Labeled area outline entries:
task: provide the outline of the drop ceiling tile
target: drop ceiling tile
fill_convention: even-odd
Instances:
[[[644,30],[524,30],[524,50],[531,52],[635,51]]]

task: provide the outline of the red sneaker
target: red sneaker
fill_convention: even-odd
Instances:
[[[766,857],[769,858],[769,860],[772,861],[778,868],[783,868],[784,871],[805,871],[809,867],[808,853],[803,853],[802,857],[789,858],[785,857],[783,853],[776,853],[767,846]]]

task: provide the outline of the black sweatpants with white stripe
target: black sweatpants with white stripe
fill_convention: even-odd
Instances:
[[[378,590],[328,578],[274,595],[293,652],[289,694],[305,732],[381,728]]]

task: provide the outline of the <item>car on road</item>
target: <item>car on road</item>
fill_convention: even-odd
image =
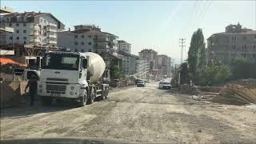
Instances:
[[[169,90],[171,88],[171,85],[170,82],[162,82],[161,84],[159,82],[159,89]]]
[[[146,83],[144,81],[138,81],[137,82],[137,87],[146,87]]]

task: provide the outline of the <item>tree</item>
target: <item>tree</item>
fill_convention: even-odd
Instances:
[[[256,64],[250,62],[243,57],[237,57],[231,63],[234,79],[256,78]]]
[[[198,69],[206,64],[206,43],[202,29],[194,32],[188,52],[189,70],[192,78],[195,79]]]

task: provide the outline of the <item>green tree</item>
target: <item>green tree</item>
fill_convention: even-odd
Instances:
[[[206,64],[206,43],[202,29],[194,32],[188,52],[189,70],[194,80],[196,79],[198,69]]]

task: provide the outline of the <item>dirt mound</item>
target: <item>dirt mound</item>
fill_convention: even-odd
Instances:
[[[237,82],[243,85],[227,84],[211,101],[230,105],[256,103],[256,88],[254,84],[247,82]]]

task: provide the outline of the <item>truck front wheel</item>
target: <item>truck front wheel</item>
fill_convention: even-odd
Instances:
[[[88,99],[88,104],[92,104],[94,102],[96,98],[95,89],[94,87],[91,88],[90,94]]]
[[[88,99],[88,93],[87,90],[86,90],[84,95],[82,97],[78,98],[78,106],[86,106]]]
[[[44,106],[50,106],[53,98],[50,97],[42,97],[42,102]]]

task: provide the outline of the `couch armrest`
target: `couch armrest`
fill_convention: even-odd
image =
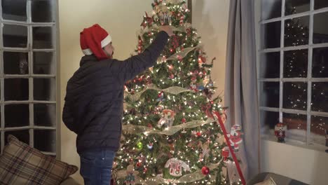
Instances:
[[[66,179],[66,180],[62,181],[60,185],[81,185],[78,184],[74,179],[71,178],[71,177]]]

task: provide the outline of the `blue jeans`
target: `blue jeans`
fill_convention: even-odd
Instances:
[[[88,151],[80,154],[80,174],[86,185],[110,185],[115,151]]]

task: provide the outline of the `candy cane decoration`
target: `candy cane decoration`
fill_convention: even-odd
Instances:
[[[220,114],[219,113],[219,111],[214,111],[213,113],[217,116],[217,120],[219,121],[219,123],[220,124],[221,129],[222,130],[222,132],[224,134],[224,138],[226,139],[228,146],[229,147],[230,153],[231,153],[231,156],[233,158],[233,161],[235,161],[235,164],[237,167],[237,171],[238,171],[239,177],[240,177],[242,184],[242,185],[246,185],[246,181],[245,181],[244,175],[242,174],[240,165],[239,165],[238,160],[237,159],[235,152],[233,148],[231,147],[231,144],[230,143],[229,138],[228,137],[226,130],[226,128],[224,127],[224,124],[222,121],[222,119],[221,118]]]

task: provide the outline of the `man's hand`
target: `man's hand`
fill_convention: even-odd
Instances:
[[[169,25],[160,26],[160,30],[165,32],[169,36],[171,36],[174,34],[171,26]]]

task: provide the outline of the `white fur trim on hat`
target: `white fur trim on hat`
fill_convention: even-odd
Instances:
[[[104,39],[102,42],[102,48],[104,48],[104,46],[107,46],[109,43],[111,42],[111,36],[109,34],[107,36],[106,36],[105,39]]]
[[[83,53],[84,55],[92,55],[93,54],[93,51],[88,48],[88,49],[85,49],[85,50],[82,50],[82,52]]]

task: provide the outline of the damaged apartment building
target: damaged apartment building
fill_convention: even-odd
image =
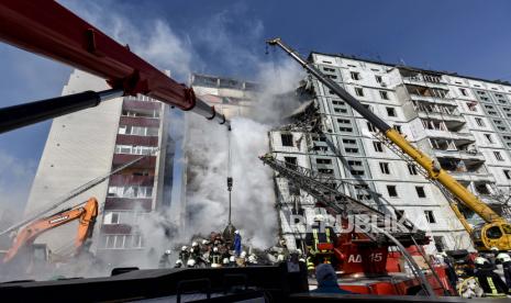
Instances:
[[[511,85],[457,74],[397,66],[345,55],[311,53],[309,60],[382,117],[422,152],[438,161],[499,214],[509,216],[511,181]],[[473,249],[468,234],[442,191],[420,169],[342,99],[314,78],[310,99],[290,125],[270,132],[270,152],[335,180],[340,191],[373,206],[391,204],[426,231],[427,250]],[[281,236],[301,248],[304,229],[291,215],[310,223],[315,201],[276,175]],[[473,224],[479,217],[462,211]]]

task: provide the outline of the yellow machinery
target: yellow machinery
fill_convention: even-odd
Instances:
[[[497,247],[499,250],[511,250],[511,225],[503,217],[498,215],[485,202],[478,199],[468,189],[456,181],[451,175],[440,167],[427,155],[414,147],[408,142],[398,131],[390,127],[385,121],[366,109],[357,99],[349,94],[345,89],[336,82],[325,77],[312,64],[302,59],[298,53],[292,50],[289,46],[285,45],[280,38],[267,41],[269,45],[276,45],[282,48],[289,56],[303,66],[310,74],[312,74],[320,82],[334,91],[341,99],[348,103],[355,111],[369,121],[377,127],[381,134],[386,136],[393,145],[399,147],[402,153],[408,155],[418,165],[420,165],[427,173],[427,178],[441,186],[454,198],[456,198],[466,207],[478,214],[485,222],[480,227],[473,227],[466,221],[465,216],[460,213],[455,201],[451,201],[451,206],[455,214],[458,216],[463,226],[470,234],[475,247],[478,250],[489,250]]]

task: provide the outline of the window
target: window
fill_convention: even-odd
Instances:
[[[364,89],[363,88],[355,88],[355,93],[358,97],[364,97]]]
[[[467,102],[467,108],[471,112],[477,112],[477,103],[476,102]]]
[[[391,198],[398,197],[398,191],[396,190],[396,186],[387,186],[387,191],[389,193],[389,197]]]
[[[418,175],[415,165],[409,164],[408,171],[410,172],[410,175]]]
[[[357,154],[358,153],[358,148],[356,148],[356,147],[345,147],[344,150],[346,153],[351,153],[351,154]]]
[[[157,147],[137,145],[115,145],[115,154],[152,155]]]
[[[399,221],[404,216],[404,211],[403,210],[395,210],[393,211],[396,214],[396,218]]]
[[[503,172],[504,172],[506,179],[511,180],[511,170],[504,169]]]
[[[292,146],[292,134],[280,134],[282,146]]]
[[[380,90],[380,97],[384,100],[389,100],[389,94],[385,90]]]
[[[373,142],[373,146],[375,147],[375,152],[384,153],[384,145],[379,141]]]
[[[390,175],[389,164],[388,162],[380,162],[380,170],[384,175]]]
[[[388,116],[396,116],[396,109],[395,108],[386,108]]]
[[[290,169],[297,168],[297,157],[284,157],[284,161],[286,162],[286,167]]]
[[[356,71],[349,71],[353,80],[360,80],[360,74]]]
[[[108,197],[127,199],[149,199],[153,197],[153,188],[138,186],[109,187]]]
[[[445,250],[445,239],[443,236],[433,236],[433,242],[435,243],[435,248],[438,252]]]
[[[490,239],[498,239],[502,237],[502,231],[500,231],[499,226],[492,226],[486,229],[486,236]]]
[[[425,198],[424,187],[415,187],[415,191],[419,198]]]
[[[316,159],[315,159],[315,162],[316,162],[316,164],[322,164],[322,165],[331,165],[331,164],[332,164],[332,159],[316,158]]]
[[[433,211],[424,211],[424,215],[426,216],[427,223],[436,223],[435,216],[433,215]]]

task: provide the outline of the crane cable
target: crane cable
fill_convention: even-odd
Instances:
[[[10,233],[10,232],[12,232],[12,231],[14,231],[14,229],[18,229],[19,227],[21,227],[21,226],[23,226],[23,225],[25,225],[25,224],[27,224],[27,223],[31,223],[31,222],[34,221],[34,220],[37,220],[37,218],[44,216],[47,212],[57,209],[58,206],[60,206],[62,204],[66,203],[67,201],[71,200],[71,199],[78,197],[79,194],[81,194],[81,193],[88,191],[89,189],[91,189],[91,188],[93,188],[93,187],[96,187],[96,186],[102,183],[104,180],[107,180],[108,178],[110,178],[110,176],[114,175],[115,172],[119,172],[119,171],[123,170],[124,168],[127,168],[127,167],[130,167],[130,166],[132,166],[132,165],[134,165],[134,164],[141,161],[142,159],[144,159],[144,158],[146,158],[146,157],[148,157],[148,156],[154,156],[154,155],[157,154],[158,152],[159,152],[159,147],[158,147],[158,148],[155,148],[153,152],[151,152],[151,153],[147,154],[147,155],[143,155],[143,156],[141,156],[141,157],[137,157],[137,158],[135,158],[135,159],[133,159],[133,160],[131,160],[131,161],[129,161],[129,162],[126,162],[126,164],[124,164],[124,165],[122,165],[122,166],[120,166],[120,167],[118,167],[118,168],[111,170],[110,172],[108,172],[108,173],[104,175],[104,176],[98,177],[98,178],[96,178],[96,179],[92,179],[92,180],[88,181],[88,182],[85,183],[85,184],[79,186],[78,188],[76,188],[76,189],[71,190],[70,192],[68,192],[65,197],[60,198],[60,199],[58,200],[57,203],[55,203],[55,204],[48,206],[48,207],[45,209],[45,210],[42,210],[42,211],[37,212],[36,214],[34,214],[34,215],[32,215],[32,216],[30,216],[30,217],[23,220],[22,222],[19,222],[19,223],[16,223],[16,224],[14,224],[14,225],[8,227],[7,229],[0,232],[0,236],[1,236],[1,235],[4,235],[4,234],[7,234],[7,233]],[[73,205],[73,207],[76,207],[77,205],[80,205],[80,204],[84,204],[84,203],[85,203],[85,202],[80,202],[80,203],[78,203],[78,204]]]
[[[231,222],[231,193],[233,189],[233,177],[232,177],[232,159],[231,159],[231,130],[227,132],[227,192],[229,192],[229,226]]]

■ **Exercise**
Could you change "drop ceiling tile" to "ceiling panel" in the lines starting at the first one and ending at the one that contains "[[[644,30],[524,30],[524,50],[531,52],[635,51]]]", leaving everything else in them unchanged?

■ **Final result**
task: provide the outline of the ceiling panel
target: ceiling panel
fill_convention: even-odd
Instances:
[[[644,30],[524,30],[524,50],[531,52],[635,51]]]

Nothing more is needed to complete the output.